How many lines in the records below contain the string "support", matching case exactly? Reply with the number alone.

Data for this exercise:

::::

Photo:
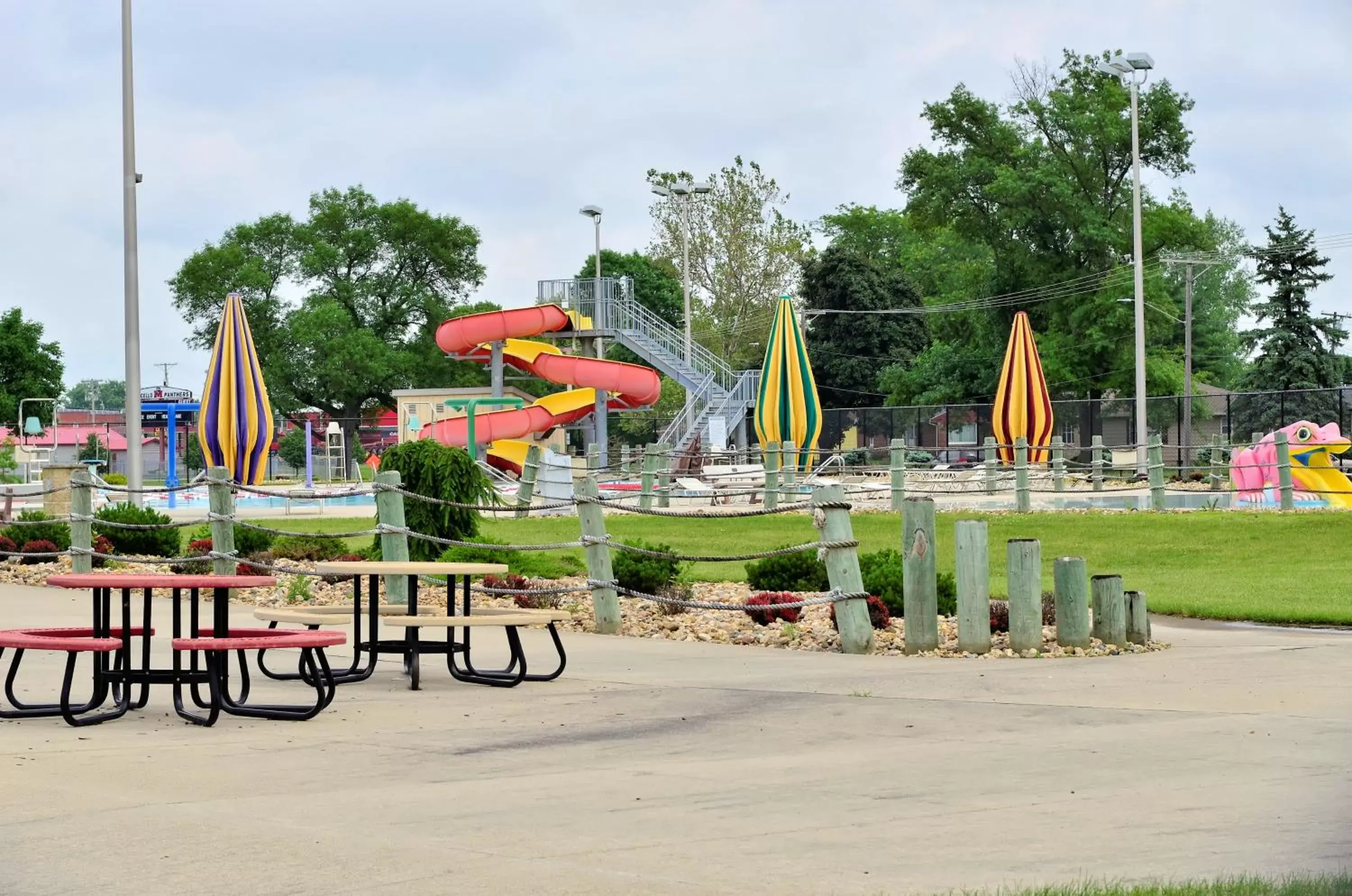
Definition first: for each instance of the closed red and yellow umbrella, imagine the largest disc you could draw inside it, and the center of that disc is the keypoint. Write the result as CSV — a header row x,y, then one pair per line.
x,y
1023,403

::::

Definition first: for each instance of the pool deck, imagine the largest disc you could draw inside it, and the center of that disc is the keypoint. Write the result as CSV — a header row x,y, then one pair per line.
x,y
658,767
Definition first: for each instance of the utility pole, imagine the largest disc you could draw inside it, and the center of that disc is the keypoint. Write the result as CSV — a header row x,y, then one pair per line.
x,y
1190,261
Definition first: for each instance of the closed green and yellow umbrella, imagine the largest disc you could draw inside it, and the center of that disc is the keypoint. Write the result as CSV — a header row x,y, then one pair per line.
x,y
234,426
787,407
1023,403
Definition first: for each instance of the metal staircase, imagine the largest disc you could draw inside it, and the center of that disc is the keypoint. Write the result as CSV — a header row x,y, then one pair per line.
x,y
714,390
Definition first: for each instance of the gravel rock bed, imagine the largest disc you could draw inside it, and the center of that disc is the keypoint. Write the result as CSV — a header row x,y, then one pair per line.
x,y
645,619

::::

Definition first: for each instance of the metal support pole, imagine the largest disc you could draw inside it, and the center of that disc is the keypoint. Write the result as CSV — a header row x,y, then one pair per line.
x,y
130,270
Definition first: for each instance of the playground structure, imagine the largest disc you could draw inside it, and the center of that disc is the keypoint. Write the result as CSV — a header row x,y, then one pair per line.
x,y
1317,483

::::

Solution for this problem:
1